The personal myth that Jones must resolve is that of age and the taking away (the bomb) and the giving (the new experience). For the loner Jones, that includes new worlds to conquer...and that is celebrated here...but he also, like The Outlaw Josey Wales, finds himself, in this one, acquiring a family he didn't know he had and never wanted, flying in the face of Stanforth's gloomy assessment of their lives as being "one foot in the grave" (like "Indy" hasn't been there before). In this terrible age of wonders, there is always more to learn...more "treasure," translated by the Incas to "knowledge" and prized more than gold. Life, no matter how old we get, never stops giving.  

Not if we're observant, anyway.

━━━━━━━━━━━━━━━━━━━━━━━━━━━━━━

▶ _Exercise tasks_:
a. In the passage on Jones, why does his acquiring a family run counter to Stanforth's outlook? Answer in one to three sentences.
b. Report every line of the records that contains the word "headlight".
The passage on Jones and the records that come next are unrelated material.

━━━━━━━━━━━━━━━━━━━━━━━━━━━━━━

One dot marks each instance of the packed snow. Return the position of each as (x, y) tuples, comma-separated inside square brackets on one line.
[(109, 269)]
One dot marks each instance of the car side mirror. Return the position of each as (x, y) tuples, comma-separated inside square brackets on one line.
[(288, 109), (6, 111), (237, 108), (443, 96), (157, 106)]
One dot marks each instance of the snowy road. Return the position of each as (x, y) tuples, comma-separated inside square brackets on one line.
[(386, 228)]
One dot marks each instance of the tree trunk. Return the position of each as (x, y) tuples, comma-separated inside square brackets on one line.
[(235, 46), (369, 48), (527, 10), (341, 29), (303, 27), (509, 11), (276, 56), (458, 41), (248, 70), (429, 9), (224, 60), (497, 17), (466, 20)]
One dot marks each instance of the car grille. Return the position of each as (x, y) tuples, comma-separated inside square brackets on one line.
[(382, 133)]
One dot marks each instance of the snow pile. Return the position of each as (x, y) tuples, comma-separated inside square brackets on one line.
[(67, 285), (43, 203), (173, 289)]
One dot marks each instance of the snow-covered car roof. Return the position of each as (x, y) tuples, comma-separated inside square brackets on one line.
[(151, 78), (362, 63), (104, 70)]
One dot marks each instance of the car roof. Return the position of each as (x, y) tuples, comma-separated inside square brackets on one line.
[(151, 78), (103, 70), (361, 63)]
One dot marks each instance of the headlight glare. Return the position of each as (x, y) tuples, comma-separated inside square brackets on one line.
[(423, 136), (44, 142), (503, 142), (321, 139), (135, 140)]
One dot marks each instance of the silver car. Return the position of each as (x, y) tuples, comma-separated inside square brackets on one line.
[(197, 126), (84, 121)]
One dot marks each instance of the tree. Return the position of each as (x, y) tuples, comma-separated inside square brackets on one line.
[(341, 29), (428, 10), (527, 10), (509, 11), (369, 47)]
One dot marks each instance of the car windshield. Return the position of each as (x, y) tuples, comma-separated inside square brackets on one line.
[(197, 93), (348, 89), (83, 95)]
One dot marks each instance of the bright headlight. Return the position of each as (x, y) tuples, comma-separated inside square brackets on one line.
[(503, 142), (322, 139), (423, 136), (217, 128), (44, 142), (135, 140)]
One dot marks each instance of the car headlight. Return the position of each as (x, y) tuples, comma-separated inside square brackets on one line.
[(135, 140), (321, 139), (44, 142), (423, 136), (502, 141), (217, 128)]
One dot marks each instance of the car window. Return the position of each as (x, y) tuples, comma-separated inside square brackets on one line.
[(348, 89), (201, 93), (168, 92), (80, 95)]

━━━━━━━━━━━━━━━━━━━━━━━━━━━━━━

▶ _Answers for the tasks_:
a. Stanforth gloomily judges their lives as having "one foot in the grave." An unexpected family, together with new worlds to conquer, is part of the new experience that age gives Jones, which contradicts that view.

b.
One dot marks each instance of the headlight glare. Return the position of each as (x, y) tuples, comma-separated inside square brackets on one line.
One dot marks each instance of the bright headlight. Return the position of each as (x, y) tuples, comma-separated inside square brackets on one line.
One dot marks each instance of the car headlight. Return the position of each as (x, y) tuples, comma-separated inside square brackets on one line.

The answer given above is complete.